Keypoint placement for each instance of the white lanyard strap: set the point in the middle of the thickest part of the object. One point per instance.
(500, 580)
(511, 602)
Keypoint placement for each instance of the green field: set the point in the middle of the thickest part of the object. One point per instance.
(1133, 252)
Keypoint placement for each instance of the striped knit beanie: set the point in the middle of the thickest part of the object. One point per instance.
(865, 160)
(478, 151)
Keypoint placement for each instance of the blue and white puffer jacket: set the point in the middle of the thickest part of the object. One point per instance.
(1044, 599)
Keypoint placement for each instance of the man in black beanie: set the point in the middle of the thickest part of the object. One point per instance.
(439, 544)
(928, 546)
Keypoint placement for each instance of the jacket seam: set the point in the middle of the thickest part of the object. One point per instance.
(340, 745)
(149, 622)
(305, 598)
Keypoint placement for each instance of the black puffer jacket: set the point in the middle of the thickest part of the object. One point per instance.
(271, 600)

########################################

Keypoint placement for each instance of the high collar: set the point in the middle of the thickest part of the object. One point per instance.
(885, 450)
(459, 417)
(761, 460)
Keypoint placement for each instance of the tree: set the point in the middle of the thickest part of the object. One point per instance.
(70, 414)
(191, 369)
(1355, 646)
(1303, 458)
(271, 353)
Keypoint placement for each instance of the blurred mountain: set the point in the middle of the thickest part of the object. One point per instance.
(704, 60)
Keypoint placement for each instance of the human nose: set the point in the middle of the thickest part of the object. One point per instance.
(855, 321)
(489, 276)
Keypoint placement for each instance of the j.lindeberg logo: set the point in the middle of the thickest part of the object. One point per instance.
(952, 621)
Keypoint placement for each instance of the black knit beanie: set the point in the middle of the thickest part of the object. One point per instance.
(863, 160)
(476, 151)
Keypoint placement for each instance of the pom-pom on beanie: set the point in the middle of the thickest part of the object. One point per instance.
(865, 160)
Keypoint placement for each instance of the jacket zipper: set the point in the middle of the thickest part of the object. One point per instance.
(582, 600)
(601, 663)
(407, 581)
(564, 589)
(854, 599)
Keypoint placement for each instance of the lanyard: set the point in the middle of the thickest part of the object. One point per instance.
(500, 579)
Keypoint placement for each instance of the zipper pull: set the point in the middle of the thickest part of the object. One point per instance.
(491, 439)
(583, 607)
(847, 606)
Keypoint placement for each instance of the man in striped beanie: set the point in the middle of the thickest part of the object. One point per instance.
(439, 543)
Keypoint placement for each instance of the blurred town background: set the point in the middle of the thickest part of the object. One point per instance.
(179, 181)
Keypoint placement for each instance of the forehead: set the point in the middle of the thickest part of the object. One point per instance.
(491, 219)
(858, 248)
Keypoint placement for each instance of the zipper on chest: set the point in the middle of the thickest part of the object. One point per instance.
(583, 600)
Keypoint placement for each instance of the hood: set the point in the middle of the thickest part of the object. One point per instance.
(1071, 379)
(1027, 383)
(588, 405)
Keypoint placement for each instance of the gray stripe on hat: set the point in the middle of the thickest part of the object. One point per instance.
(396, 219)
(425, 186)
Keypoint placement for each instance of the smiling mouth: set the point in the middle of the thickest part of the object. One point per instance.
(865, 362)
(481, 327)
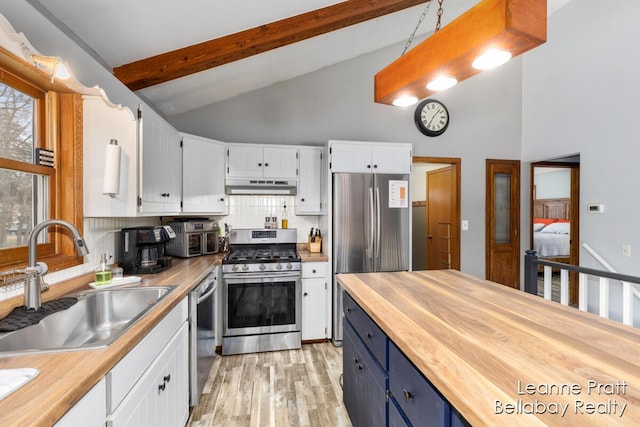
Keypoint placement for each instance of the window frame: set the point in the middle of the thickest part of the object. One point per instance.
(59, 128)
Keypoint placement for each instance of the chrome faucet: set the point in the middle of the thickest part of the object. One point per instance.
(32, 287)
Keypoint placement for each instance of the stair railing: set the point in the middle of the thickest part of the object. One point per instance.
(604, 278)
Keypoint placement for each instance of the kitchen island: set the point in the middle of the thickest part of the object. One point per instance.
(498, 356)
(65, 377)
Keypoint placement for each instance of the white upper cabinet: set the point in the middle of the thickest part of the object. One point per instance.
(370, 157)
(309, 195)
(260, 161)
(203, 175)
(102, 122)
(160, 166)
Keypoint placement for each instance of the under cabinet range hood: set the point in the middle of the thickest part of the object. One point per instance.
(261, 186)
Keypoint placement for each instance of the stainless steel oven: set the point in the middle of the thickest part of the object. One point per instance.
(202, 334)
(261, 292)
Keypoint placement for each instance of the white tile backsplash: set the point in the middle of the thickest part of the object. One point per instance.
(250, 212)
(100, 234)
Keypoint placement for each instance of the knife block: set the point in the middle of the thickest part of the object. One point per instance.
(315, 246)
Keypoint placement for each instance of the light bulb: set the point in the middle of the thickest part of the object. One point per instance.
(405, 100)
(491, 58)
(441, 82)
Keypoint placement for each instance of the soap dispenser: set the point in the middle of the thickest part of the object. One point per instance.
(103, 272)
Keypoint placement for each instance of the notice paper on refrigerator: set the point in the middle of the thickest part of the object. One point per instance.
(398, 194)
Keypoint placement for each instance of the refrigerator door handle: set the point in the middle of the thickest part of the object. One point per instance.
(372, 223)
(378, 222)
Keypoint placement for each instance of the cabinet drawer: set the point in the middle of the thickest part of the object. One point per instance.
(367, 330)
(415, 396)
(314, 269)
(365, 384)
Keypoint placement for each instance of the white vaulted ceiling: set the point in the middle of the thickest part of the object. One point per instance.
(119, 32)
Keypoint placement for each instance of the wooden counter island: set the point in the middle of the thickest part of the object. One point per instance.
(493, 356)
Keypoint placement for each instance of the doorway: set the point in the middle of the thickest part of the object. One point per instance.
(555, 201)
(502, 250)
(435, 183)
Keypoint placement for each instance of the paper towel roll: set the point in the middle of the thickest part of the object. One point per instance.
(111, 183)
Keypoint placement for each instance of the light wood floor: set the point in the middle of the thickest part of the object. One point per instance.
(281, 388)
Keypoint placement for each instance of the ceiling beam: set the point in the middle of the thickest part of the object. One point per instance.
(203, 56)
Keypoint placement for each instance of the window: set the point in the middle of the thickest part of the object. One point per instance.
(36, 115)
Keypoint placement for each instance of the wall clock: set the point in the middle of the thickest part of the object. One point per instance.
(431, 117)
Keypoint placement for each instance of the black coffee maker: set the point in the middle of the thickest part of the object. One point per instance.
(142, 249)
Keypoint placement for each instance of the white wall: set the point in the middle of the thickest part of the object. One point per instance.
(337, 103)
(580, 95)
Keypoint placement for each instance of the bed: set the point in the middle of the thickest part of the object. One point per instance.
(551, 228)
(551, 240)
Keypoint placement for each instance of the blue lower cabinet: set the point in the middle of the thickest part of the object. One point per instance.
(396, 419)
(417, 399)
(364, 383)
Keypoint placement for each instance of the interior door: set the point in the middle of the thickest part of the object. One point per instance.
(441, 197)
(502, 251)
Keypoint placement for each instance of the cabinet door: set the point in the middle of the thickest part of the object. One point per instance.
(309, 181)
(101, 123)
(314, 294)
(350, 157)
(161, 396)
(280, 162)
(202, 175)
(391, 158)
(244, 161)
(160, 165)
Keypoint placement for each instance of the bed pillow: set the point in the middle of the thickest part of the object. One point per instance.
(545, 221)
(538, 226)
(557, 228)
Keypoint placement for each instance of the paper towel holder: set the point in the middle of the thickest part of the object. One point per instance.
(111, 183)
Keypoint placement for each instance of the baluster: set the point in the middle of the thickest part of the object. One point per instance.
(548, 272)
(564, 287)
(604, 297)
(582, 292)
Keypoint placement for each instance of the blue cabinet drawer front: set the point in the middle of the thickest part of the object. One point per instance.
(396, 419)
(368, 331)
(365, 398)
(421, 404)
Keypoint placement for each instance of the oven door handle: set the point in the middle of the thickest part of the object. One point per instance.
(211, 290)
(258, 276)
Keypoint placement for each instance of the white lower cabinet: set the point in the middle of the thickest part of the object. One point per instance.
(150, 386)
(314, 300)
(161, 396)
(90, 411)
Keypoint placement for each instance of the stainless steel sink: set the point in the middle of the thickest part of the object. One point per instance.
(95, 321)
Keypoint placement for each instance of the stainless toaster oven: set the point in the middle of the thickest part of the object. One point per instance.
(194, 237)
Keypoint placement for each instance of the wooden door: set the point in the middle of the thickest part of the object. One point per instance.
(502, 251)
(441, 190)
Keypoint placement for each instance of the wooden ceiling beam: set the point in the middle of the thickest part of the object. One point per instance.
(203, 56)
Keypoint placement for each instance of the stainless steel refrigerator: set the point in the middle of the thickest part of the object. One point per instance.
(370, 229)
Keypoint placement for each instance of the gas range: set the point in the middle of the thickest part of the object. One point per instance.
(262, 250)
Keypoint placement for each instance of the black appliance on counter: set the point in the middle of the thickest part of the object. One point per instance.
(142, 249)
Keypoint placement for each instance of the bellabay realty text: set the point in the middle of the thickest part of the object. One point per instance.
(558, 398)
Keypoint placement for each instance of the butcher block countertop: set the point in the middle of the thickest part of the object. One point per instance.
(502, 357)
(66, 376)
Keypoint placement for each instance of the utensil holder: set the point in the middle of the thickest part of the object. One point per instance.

########################################

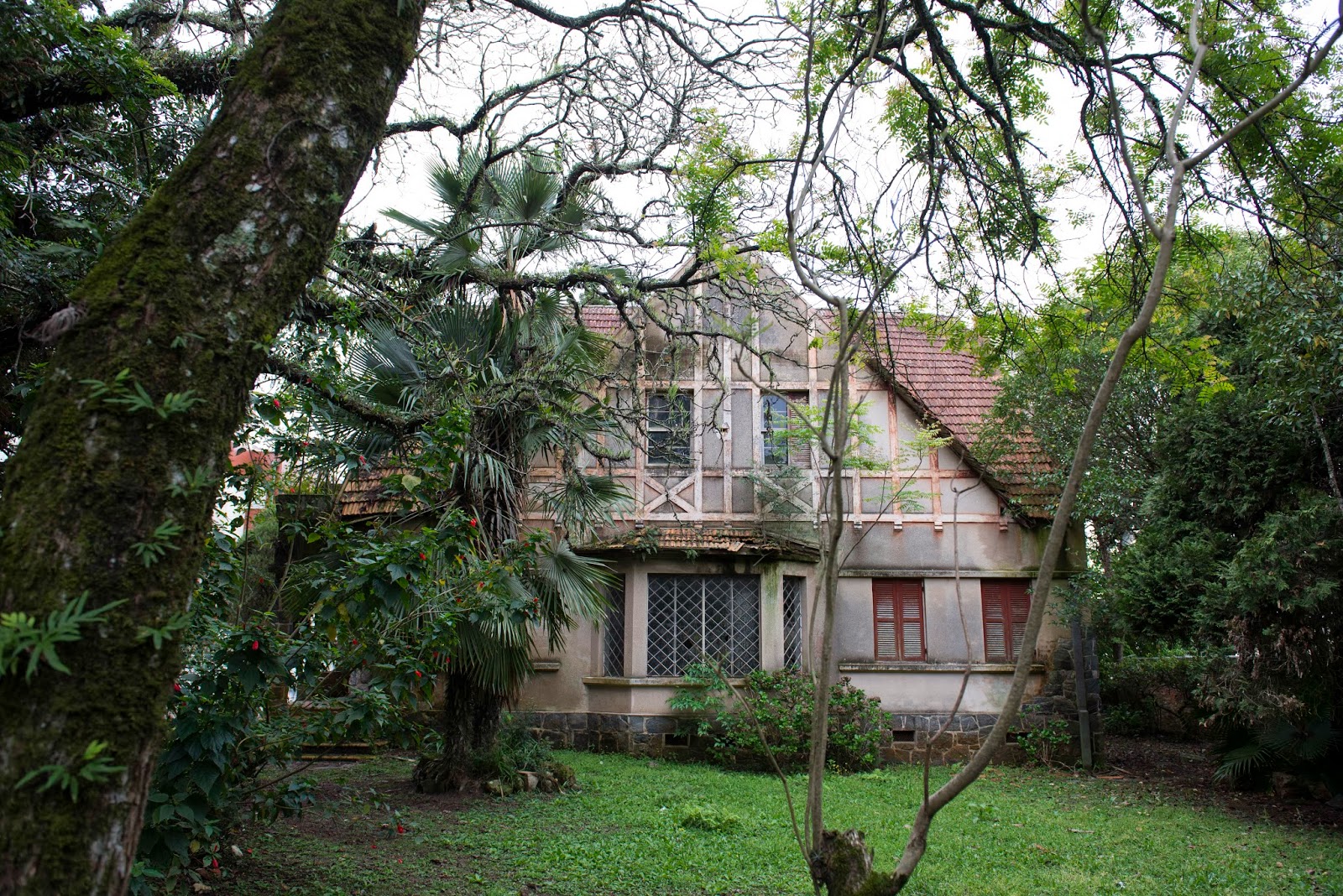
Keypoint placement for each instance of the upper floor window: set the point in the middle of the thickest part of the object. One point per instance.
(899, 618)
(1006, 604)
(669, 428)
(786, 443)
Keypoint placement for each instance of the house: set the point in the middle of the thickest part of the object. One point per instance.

########################################

Requirement: Reproduce the data precisely, covering everything from the line containing "Keypoint placement for each instance of the white lanyard" down to the line containing "(1133, 252)", with both of those lines included.

Task answer:
Keypoint placement for each instance of the white lanyard strap: set the point in the middle of the thickest part of the object. One point per instance.
(500, 580)
(511, 602)
Keypoint placement for each instance of the green field: set the point in the middle of the thickest part of the object. One point per instance.
(1133, 252)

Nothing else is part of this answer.